- **Pointing dataset records**
###
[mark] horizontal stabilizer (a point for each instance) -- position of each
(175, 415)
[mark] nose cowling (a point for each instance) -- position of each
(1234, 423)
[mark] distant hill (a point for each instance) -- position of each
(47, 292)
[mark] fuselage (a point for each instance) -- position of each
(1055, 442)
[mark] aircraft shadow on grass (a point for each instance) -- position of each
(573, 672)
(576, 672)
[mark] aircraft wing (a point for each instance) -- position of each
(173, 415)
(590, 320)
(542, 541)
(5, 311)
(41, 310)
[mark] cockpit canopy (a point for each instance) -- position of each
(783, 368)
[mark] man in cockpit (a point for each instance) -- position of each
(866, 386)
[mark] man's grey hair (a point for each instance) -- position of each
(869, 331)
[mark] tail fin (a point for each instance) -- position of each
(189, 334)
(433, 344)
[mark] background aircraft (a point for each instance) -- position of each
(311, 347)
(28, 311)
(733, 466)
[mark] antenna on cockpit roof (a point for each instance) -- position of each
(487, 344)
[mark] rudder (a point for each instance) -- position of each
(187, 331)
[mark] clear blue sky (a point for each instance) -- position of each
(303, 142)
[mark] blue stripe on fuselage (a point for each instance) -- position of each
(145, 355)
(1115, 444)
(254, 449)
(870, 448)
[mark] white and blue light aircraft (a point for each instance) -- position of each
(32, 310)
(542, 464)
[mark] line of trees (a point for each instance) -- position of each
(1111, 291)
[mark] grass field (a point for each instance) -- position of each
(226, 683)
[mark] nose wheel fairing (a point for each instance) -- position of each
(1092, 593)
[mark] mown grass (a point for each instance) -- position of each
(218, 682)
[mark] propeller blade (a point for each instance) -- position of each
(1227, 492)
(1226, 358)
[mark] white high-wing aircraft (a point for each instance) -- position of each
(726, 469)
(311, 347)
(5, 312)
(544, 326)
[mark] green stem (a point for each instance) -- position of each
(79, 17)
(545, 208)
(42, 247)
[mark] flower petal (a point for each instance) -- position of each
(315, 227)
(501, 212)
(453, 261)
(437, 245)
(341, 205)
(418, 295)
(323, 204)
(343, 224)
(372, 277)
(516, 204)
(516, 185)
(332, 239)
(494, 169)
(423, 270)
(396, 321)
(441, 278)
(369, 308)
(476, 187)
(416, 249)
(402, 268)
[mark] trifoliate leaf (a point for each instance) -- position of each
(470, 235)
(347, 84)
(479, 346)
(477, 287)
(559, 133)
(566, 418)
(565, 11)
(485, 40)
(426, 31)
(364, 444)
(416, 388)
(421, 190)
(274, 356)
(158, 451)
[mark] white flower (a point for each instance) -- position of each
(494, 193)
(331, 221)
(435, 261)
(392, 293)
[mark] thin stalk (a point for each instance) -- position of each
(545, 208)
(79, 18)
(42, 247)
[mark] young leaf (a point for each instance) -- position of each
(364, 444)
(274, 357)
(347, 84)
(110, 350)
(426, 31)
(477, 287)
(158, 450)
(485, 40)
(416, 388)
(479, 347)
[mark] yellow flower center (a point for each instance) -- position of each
###
- **Problem requirements**
Take the entries above and transcribe them exactly.

- **Problem solution**
[mark] horizontal stabilizer (a point for each instance) -- position of each
(175, 415)
[mark] nose cowling (a point for each instance) -- position of each
(1234, 423)
[mark] distant hill (a point for each instance) -- position of each
(47, 292)
[mark] fuselage (a point for each instance) -- position of each
(1055, 442)
[mark] aircraft shadow on grass (a point for each instance) -- position of each
(573, 672)
(576, 672)
[mark] aircraft wing (a point for each instance) -- position of each
(173, 415)
(590, 320)
(542, 541)
(5, 311)
(41, 310)
[mark] cockpit canopy (a point for each instance) -- position of each
(783, 368)
[mark] man in cockpit (a point for each instance) -- position of each
(866, 386)
[mark] man's grey hair (a point for each instance) -- position of each
(869, 331)
[mark] tail fin (a point for each instance) -- position of each
(189, 334)
(433, 344)
[mark] background aircraft (a point for each instance) -- position of each
(311, 347)
(28, 311)
(733, 466)
[mark] antenna on cockpit roof (a point for each instance) -- position of each
(487, 344)
[mark] rudder (a point for each instance) -- position of each
(187, 331)
[mark] clear blue sky (a point for each instance) -- position of each
(303, 142)
[mark] blue stripe on fuselage (a point for each instance) -- position of each
(145, 355)
(1115, 444)
(254, 449)
(870, 448)
[mark] white and blue light aircraft (a point for each instance) -- position of each
(32, 310)
(542, 464)
[mark] line of trees (a point for each instance) -- position of each
(1111, 291)
[mark] grass field (a point for each instance) -- position of each
(226, 683)
[mark] nose wheel fairing (a point for each instance) -- position of each
(1092, 593)
[mark] mown grass (a point for each instance) -- position of each
(218, 682)
[mark] propeller blade (a point for each instance) -- position of each
(1227, 492)
(1226, 358)
[mark] white high-wing aircraft (a point for each instance) -- position of each
(726, 469)
(311, 347)
(5, 312)
(544, 326)
[mark] green stem (a point for each instance) -- position of each
(79, 17)
(545, 208)
(42, 247)
[mark] flower petal (a point for each instance) -- position of each
(315, 227)
(501, 212)
(453, 261)
(437, 245)
(341, 205)
(418, 295)
(323, 204)
(343, 224)
(372, 277)
(516, 204)
(516, 185)
(332, 239)
(494, 169)
(423, 270)
(396, 321)
(441, 278)
(369, 308)
(476, 187)
(416, 249)
(402, 268)
[mark] trifoliate leaf (a point for each instance) -- position of each
(470, 235)
(347, 84)
(479, 346)
(477, 287)
(559, 133)
(566, 418)
(565, 11)
(485, 40)
(426, 31)
(364, 444)
(416, 388)
(421, 190)
(274, 356)
(158, 451)
[mark] white flower (a point for each instance) -- position of each
(494, 193)
(331, 221)
(435, 261)
(392, 293)
[mark] thin stalk (a point for each instance) -- position of each
(545, 208)
(79, 18)
(42, 247)
[mark] young leaf (a point for each instance) -- position of each
(364, 444)
(274, 357)
(347, 84)
(110, 350)
(426, 31)
(477, 287)
(158, 450)
(485, 40)
(416, 388)
(479, 347)
[mark] yellow flower center (a point for each instance) -- position of each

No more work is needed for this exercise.